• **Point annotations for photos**

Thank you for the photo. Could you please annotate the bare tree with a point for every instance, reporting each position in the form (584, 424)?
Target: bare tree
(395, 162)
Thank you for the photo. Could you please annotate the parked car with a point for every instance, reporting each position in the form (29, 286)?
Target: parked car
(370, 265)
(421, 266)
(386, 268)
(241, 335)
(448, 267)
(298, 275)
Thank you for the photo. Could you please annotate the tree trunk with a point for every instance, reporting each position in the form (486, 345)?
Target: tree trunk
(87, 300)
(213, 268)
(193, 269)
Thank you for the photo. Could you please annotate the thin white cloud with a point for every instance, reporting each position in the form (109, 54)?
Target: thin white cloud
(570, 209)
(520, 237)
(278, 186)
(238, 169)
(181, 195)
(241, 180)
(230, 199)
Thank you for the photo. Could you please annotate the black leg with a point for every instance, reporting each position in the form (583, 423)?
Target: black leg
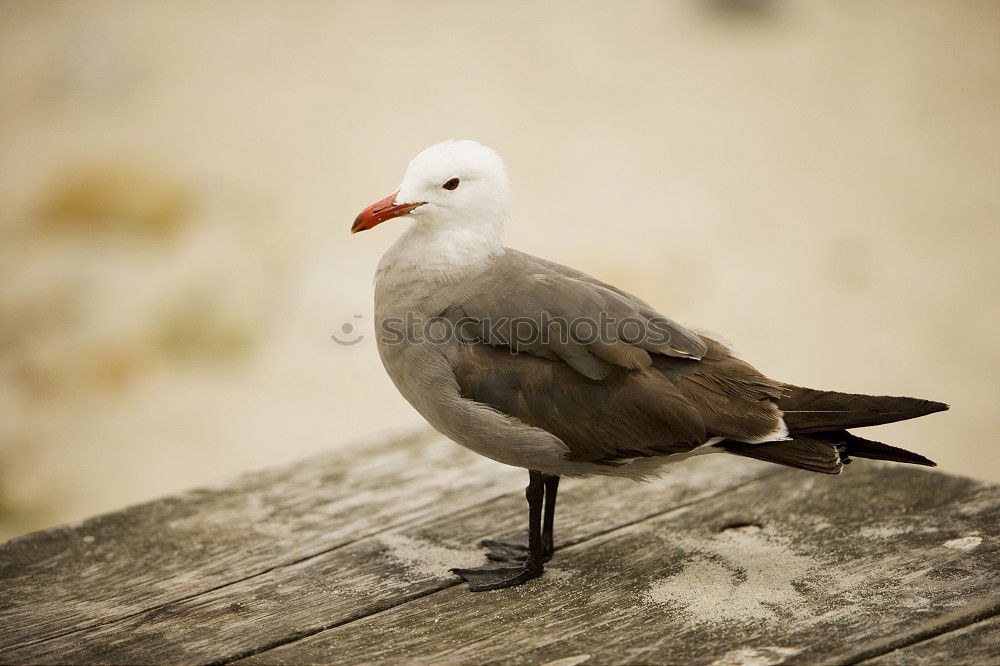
(512, 572)
(551, 488)
(505, 551)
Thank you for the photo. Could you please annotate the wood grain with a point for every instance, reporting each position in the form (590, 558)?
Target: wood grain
(974, 645)
(795, 568)
(373, 573)
(113, 566)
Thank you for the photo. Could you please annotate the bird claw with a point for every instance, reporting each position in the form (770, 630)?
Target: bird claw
(497, 576)
(505, 551)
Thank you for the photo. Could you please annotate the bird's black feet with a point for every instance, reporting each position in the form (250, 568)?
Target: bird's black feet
(512, 551)
(499, 575)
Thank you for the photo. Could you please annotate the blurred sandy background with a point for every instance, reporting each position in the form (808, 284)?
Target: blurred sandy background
(817, 181)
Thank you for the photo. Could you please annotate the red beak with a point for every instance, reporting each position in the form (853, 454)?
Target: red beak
(380, 211)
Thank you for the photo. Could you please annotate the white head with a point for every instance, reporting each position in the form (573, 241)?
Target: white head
(455, 188)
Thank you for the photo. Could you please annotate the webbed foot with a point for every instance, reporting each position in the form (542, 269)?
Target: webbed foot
(498, 576)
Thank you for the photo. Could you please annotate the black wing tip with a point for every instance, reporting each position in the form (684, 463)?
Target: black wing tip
(933, 407)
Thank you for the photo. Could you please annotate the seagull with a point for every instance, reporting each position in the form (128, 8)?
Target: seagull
(540, 366)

• **Instruction**
Everything from the line with "Thank you for the photo. Could you please annotate the white" to the end of the listing above needs to be duplicated exactly, both end lines included, with nothing more.

• **Output**
Thank you for the photo. Could you please annotate the white head with a point for every instance, reporting each position in the form (573, 241)?
Target: white head
(455, 188)
Thank you for the photo. Could you please annotate the webbed foot with a point for every instance, reporting each position in the form (542, 269)?
Target: webbed foot
(498, 576)
Thank you for the photo. Could you please annotate the black wing tip with a point for every instance, reporting each position in the form (684, 463)?
Target: black wing tip
(933, 407)
Thank you for the photo. Could you please annotate the seagull with a point for every instance, reporting each position in the form (128, 8)?
Target: seagull
(540, 366)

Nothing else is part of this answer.